(Segmentation dataset excerpts)
◇ ◇ ◇ ◇ ◇
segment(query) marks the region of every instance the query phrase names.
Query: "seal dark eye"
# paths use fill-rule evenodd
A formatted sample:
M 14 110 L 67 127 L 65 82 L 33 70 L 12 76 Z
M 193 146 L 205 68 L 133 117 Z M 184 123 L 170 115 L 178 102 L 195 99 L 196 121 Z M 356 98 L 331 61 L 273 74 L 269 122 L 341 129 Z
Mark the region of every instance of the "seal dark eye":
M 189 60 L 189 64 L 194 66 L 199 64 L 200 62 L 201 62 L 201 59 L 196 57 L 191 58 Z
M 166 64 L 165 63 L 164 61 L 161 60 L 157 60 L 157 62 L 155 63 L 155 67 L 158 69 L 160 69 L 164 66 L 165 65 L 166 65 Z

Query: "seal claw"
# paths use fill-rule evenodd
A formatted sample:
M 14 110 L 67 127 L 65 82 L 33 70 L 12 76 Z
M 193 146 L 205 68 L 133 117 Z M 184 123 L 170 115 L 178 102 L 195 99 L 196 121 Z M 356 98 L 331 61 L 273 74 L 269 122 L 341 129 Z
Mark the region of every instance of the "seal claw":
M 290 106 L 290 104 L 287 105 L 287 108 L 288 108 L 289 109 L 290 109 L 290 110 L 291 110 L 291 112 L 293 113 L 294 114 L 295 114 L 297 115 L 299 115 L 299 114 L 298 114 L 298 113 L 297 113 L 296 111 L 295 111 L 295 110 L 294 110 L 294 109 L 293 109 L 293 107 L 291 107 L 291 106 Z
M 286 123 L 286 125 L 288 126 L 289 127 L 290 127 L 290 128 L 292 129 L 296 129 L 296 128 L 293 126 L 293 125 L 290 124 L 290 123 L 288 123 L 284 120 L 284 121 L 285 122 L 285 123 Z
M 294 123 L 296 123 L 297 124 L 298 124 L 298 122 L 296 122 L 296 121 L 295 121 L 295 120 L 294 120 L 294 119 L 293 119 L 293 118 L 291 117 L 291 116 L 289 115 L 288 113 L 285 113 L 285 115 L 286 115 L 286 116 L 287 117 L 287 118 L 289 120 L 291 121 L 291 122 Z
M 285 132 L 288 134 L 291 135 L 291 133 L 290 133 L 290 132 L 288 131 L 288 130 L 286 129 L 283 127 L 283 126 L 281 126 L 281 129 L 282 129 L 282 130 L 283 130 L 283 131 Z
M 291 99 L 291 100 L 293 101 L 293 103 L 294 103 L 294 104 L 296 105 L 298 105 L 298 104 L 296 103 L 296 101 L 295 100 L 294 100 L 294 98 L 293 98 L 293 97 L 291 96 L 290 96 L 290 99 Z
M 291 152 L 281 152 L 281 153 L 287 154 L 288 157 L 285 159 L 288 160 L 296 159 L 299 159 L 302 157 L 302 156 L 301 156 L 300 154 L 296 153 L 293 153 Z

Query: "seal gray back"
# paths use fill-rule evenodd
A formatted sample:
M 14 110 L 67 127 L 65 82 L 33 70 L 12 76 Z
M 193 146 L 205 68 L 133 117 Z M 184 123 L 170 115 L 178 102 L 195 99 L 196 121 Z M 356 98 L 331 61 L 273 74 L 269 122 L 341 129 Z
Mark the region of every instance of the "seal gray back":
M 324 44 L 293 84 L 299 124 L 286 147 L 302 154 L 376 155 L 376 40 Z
◇ ◇ ◇ ◇ ◇
=== EXERCISE DESCRIPTION ===
List each line of the data above that contains the word "every", copying the lines in full.

=== FINAL RESULT ===
segment(query) marks the region of every instance the query phrase names.
Mark the region of every instance of the "seal dark eye":
Mark the region of every instance of the "seal claw":
Mark the region of every instance of the "seal gray back":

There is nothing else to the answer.